- **Records for this exercise**:
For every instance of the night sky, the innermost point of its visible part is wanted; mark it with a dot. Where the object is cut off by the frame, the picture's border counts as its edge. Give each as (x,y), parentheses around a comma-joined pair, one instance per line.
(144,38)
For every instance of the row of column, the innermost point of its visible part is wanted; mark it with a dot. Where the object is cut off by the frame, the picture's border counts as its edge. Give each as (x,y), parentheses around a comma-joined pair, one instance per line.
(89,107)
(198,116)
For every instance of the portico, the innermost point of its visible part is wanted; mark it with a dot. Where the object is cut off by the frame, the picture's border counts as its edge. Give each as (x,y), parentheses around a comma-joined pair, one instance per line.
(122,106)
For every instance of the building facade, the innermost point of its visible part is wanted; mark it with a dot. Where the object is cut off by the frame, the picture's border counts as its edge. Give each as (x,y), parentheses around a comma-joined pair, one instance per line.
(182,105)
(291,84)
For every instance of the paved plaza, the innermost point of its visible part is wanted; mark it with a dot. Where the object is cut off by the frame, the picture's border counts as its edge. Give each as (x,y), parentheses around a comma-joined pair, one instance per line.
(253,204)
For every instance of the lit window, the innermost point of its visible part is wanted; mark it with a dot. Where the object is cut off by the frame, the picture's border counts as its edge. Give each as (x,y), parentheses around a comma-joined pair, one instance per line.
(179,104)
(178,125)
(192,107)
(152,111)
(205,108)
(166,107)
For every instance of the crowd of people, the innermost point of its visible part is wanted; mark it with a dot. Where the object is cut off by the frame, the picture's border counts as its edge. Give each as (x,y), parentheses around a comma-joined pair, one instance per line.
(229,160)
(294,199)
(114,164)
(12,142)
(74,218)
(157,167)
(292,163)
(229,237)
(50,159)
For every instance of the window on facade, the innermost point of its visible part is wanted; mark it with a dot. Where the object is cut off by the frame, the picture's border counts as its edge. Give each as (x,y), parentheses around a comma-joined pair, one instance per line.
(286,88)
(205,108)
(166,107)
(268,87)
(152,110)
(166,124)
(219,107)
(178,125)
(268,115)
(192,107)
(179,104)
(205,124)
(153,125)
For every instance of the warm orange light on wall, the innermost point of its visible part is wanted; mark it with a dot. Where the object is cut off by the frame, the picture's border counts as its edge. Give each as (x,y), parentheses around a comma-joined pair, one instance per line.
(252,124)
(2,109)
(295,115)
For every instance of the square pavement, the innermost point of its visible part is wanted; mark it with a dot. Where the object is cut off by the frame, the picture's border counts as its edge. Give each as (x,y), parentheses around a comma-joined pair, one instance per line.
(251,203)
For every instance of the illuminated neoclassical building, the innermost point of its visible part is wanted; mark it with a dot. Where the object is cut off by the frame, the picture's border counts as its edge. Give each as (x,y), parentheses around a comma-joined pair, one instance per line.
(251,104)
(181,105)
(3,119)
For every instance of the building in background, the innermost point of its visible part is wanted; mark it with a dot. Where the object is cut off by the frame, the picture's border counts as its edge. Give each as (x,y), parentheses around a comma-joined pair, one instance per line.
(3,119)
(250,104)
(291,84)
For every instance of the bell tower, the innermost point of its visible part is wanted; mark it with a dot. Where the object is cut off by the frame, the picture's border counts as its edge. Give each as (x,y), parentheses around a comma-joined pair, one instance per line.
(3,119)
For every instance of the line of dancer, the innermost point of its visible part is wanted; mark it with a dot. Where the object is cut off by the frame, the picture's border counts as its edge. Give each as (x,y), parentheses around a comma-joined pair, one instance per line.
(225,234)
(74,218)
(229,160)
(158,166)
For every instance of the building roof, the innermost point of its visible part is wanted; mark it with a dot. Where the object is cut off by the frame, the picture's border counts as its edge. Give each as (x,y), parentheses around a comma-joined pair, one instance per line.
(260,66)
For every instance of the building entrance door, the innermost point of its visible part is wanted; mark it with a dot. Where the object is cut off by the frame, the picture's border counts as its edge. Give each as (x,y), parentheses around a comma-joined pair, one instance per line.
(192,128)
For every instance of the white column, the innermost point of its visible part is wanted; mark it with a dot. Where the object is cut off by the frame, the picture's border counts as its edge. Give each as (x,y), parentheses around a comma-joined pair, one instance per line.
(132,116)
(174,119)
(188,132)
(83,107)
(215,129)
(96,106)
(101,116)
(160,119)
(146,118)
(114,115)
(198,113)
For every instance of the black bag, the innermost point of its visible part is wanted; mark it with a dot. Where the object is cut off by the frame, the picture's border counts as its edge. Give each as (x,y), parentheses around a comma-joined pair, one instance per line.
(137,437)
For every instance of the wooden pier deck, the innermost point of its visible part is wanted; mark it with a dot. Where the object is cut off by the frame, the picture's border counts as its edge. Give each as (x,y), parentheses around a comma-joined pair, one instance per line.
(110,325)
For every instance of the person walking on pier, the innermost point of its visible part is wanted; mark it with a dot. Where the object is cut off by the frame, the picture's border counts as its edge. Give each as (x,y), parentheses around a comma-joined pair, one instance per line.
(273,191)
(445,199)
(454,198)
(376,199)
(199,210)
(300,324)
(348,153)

- **Task brief**:
Write out the whole listing again. Match it word for word.

- **Written answer**:
For every instance of the night sky, the innermost point of its visible part is wanted; mark it with a dot. Where the object is cut off by the frame, the picture's border counts as its edge. Give each as (x,y), parentheses around a comma-joined pair, one instance per line.
(144,38)
For every instance of the row of column, the innermost point of its visible part is wanted; mark it with a dot. Where the object is cut off by the frame, the picture's border counts as its edge. Give each as (x,y), parentheses around a comma-joined pair, one instance per line.
(89,107)
(198,116)
For every instance of the portico, the innermost point of its visible part is wanted; mark it with a dot. Where the object is cut off by the frame, the picture's border counts as its edge. Give each as (x,y), parentheses around a comma-joined pair, one instance per line.
(122,106)
For every instance of the building facade, the innermost point of its visible part is wanted; mark it with a dot. Where the object is cut off by the frame, the picture's border counts as its edge. Give each as (x,y), parentheses around a comma-joined pair, one instance per line.
(182,105)
(291,84)
For every instance of the paved plaza, the innermost point of its visible part is wanted; mark it with a dot. Where the object is cut off by the frame, the picture's border counts as its edge. Give each as (x,y), parentheses around a comma-joined pair, one instance per line.
(253,204)
For every instance of the lit window, the innermost point of its visible part is wanted; mark it with a dot. Where the object is cut off by the frame, the picture's border counts as its edge. Give each as (x,y), parentheses around a comma-joined pair, one instance per line.
(179,104)
(178,125)
(192,107)
(152,111)
(205,108)
(166,107)
For every instance of the crowd of people, the innermost point of its visible part is wanted; mark it with a dot. Where the object is cut off by the frame, the picture's border counts as its edge. Give each as (x,y), parentheses around a comma-joined pair, one instance per line.
(229,160)
(294,199)
(114,164)
(12,142)
(74,218)
(157,167)
(292,163)
(229,237)
(50,159)
For every instance of the window on facade, the innermost point of its visible part is wanted; mark it with a dot. Where the object is cut off by the frame, the picture's border counts as its edge. Give each as (x,y), parentheses around a comma-joined pair, one instance per line.
(286,88)
(205,108)
(166,107)
(268,87)
(152,110)
(166,124)
(219,107)
(178,125)
(268,115)
(192,107)
(179,104)
(205,124)
(153,125)
For every instance of the warm orange light on wall, the innermost point of its visible part is wanted; mark it with a dot. Where the object is cut off by the frame, the picture's border counts as its edge. Give each as (x,y), parentheses around a comma-joined pair, one instance per line.
(252,124)
(2,109)
(295,115)
For every instance of the square pavement, the innermost point of its visible part is wanted; mark it with a dot. Where the object is cut off by the frame, the picture's border counts as its edge. Give each as (x,y), parentheses around a comma-joined pair, one instance per line.
(251,203)
For every instance of the illuminated neoclassical building, the innermost point of its visible part is wanted; mark it with a dot. Where the object is cut off by the frame, the picture's border counts as its edge. Give each as (x,y), parentheses around a comma-joined pair, one instance per line.
(251,104)
(181,105)
(3,119)
For every instance of the building in background, the innermost point of its visible part is wanted; mark it with a dot. Where the object is cut off by the frame, the picture's border counts as its edge. Give each as (x,y), parentheses around a comma-joined pair, one instance per line.
(3,119)
(250,104)
(291,84)
For every instance of the bell tower, the innermost point of its visible part is wanted; mark it with a dot. Where the object is cut off by the frame, the picture's border counts as its edge. Give each as (x,y), parentheses around a comma-joined pair, one instance per line.
(3,119)
For every instance of the line of dancer, the innermost point of its visible part is wanted; mark it with a dot. Where the object is cut off by the frame, the picture's border counts as its edge. Give each as (x,y), parentheses around a comma-joined pair, one instance per line.
(225,234)
(74,218)
(229,160)
(158,166)
For every instance of the building roof, the innermost point of its visible part is wanted; mark it with a dot. Where the object is cut off by the frame, the picture's border counts as its edge. Give each as (x,y), parentheses around a comma-joined pair, one instance per line.
(260,66)
For every instance of the building entrance door, the innermost point of its visible part is wanted; mark it with a dot. Where the object is cut off by the frame, the picture's border counts as its edge. Give each as (x,y), parentheses around a comma-joined pair, one instance per line.
(192,128)
For every instance of the white column, the innermost point of its visible part is wanted; mark it with a dot. Where the object is cut off by the frame, the picture's border counts as its edge. Give each as (x,y), parentheses around a comma-joined pair, one instance per line.
(132,116)
(174,119)
(188,132)
(83,107)
(215,129)
(96,106)
(101,116)
(160,119)
(146,118)
(114,115)
(198,113)
For every instance of the black bag, the innermost point of its visible part is wanted; mark it with a dot. Where the object is cut off by the frame, the picture's border counts as its edge. Give each as (x,y), parentheses around a comma-joined pair, one instance per line.
(137,437)
For every instance of the wooden pier deck, the innermost point of its visible part is wanted; mark it with a dot. Where the object is cut off by the frame, the picture's border counts as its edge. Give each as (x,y), parentheses around a comma-joined pair, one instance per line.
(110,325)
For every instance of the person walking on pier, the innermost point of its visible part is wanted; mark it with a dot. Where the object is cut off by the frame, the picture's border counts as its edge. Give each as (x,y), parentheses around a comma-joined pair, one instance per line.
(273,191)
(445,199)
(454,198)
(376,199)
(199,210)
(300,324)
(348,153)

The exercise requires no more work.